Records excerpted from a dataset on pointing to objects:
▼

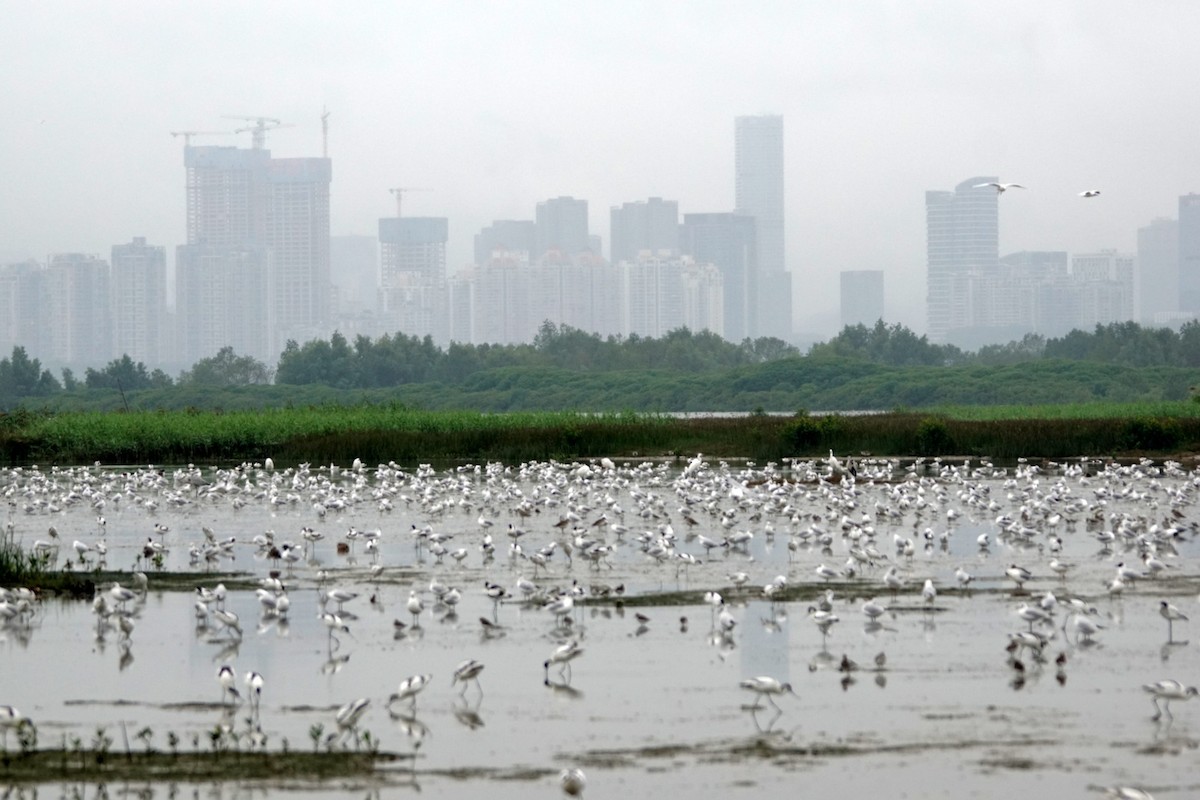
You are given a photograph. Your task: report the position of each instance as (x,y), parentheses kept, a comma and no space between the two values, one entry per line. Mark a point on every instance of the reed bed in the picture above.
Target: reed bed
(382,433)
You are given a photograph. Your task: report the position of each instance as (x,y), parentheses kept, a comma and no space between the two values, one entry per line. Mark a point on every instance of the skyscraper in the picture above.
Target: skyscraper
(268,218)
(729,241)
(1158,270)
(505,235)
(77,288)
(413,275)
(1189,252)
(138,301)
(759,178)
(963,241)
(651,226)
(862,296)
(562,224)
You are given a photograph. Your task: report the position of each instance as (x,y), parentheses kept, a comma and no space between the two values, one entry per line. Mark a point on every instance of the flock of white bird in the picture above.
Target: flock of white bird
(555,528)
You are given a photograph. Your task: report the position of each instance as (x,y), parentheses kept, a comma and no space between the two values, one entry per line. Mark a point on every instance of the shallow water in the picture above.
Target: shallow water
(646,707)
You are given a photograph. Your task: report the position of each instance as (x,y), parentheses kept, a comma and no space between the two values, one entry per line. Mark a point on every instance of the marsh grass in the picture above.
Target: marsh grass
(387,433)
(91,765)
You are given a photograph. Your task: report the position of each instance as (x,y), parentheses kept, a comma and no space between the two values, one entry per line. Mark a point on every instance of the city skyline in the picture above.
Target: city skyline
(499,108)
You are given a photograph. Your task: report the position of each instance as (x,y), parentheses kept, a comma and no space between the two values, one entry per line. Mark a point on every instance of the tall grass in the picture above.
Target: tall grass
(382,433)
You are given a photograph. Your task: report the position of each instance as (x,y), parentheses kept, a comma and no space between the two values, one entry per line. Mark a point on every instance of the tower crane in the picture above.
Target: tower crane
(400,196)
(259,127)
(187,134)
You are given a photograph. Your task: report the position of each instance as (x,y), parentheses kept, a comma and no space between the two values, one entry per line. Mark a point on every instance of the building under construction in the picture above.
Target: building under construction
(255,271)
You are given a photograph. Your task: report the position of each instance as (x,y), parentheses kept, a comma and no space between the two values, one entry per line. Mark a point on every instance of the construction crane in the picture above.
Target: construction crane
(324,132)
(259,127)
(400,194)
(187,134)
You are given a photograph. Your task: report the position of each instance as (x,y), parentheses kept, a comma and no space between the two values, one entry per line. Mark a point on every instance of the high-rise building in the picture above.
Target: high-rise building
(562,224)
(729,241)
(862,296)
(1104,282)
(963,241)
(139,302)
(505,235)
(222,301)
(247,210)
(1158,271)
(651,226)
(413,276)
(298,236)
(354,271)
(759,178)
(22,300)
(1189,252)
(77,290)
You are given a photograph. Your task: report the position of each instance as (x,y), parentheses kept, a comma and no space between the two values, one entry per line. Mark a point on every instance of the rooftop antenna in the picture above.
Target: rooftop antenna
(400,196)
(187,134)
(259,128)
(324,132)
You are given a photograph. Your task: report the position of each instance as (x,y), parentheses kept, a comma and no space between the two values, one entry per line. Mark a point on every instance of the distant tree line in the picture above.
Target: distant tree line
(558,352)
(400,359)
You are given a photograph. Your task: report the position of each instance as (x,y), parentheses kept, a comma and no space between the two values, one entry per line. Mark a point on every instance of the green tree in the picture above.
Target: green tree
(120,373)
(227,368)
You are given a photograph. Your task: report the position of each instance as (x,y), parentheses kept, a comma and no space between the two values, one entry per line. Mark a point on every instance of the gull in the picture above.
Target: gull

▲

Copy out word for word the lines of the records starting at the line containing "gull in the picture above." and ending at the last line of the records, with both ends included.

You are given a photograph. Your task: report the position of each instance as (x,y), parentheses kept, a comma and no space between the two values, one entry per line. Mark a point on every instance of the gull in the picture above.
Target: gull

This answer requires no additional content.